━━ Provided records

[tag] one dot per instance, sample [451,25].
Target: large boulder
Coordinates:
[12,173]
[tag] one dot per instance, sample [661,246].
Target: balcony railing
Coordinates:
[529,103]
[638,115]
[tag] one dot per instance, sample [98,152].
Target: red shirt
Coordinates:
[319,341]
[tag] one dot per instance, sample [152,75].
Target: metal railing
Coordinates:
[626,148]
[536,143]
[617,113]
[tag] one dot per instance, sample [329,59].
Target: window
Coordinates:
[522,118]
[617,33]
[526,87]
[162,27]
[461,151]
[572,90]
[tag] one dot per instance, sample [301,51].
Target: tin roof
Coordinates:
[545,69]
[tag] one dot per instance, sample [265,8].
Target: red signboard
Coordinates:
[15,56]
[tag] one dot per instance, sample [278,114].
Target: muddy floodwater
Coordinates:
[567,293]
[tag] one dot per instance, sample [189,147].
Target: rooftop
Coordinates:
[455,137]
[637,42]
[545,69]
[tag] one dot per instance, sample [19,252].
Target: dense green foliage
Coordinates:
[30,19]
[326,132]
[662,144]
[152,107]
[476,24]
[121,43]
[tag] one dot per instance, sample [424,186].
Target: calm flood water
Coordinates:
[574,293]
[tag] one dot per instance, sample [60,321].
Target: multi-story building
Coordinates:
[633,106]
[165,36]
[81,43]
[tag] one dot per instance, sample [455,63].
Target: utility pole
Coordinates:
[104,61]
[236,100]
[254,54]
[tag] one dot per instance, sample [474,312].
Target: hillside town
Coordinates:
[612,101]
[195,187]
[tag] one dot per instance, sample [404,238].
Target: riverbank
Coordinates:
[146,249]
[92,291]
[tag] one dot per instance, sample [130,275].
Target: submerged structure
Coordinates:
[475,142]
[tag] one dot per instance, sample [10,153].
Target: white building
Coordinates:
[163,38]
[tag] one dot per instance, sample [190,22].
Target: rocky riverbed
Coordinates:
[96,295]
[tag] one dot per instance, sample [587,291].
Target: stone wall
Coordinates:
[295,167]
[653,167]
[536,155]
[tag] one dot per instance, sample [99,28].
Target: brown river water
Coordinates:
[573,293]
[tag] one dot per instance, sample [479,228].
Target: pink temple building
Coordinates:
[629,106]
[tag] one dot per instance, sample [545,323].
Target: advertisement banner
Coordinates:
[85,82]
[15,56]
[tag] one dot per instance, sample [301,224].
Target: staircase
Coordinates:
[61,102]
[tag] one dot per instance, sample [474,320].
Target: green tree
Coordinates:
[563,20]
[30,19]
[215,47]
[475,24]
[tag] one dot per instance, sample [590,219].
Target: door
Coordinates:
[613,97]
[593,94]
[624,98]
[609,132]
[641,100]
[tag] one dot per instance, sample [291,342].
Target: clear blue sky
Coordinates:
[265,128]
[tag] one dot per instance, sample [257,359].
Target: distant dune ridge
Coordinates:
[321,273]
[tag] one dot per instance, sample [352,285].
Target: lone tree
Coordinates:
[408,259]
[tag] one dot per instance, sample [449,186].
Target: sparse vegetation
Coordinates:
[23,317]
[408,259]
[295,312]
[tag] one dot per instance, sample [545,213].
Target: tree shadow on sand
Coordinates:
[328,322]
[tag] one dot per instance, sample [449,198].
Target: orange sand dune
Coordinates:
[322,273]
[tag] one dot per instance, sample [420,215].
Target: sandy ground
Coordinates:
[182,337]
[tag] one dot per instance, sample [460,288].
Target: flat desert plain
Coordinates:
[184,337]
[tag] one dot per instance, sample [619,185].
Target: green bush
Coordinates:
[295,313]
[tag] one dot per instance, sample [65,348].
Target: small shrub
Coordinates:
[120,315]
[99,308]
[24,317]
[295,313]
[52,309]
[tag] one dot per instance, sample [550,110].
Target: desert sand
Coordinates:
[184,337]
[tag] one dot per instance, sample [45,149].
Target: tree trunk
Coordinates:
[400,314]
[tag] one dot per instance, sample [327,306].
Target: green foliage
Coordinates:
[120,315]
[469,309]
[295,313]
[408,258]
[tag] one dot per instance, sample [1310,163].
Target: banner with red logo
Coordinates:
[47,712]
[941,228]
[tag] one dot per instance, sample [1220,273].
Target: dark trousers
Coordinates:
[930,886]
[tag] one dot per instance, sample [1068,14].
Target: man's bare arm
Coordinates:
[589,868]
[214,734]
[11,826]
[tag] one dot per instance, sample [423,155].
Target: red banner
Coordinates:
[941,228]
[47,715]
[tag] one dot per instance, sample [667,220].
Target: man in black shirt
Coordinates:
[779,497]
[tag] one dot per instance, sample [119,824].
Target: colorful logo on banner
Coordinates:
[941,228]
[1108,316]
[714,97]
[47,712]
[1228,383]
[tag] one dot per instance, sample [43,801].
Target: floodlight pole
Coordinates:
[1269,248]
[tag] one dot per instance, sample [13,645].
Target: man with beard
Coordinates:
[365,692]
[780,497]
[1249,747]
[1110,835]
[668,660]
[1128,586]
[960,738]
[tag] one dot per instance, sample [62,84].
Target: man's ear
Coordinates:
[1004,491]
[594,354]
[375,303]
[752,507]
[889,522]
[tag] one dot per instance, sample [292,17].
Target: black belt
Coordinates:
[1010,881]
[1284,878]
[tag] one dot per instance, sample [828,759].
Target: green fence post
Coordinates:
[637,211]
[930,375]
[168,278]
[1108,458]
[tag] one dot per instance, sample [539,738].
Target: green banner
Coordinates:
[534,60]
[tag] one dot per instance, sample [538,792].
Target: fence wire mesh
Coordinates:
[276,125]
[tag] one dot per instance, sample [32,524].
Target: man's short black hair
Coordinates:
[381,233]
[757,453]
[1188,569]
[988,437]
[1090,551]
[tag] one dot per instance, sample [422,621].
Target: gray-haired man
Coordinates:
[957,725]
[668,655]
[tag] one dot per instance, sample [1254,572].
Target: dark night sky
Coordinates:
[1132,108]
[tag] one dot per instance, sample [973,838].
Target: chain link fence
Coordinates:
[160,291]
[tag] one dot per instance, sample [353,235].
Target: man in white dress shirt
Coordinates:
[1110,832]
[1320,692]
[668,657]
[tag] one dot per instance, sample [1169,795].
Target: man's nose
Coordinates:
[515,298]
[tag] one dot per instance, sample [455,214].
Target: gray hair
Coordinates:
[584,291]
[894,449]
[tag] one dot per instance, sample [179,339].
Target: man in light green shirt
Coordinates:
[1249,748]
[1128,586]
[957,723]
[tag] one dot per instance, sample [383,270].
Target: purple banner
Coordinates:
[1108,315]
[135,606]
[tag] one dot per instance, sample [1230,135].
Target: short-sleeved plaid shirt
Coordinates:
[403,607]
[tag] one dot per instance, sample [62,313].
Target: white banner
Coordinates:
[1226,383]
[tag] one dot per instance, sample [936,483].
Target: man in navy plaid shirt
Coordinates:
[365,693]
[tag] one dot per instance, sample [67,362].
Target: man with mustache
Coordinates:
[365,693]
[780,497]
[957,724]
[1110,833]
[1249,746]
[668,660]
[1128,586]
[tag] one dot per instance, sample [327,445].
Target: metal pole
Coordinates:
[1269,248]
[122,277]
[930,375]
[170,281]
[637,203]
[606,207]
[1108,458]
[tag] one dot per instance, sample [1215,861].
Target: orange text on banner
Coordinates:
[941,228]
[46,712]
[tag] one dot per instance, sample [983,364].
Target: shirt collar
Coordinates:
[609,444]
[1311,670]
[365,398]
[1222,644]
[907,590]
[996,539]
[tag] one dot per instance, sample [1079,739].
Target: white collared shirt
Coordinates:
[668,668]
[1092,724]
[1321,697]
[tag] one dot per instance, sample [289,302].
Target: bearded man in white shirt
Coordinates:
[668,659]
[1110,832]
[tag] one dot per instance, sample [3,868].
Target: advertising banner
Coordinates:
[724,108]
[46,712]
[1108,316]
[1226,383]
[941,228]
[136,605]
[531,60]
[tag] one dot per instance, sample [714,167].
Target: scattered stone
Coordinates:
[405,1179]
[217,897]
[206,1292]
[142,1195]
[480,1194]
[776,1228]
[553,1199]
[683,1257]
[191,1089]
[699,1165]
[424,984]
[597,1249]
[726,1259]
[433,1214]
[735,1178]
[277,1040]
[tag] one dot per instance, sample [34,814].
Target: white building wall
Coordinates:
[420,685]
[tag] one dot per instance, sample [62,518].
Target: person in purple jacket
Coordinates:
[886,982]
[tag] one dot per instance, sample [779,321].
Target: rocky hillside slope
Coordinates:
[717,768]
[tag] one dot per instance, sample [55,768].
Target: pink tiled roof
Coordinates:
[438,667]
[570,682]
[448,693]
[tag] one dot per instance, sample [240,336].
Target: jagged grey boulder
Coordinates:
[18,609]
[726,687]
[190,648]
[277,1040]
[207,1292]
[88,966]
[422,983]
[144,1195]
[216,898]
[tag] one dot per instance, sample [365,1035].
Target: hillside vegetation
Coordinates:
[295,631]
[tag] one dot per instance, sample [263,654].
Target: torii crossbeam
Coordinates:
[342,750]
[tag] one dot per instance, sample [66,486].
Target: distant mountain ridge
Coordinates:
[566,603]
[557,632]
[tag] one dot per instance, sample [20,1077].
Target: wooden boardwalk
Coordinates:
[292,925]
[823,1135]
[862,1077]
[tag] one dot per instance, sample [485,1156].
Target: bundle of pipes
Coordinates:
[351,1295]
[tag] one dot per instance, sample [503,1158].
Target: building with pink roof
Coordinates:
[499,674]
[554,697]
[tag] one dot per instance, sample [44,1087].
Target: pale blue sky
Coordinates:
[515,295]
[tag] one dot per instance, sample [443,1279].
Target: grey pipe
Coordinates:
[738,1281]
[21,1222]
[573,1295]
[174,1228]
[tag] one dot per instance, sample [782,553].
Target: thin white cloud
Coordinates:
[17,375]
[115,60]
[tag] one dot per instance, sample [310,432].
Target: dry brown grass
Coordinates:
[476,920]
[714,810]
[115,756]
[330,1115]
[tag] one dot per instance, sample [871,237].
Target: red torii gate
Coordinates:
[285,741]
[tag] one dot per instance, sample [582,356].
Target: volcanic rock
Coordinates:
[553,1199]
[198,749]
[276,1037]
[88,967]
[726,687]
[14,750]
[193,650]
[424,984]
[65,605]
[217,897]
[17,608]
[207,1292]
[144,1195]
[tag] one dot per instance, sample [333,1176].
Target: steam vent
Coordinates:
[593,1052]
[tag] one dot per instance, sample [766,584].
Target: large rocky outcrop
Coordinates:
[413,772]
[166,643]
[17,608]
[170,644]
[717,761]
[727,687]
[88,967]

━━━━

**Directions**
Repeat word for word the lines running from the line containing "[tag] one dot per instance, sample [310,432]." to the end of the entries above, inclusive.

**Result**
[tag] one dot per instance, sample [310,432].
Target: dry brown grass
Coordinates:
[476,920]
[714,810]
[115,756]
[330,1115]
[tag] one dot per instance, sample [871,237].
Target: red torii gate
Coordinates:
[285,741]
[tag] one dot per instance, sample [582,356].
Target: volcanic rock
Coordinates:
[553,1199]
[198,749]
[276,1037]
[88,967]
[726,687]
[14,750]
[193,650]
[424,984]
[65,605]
[217,897]
[17,608]
[207,1292]
[144,1195]
[tag] one dot per instance, sample [333,1176].
Target: steam vent
Coordinates:
[593,1052]
[tag] one dot per instance, sample [766,584].
Target: large rocky outcrop
Coordinates:
[413,772]
[166,643]
[17,608]
[170,644]
[717,761]
[727,687]
[88,967]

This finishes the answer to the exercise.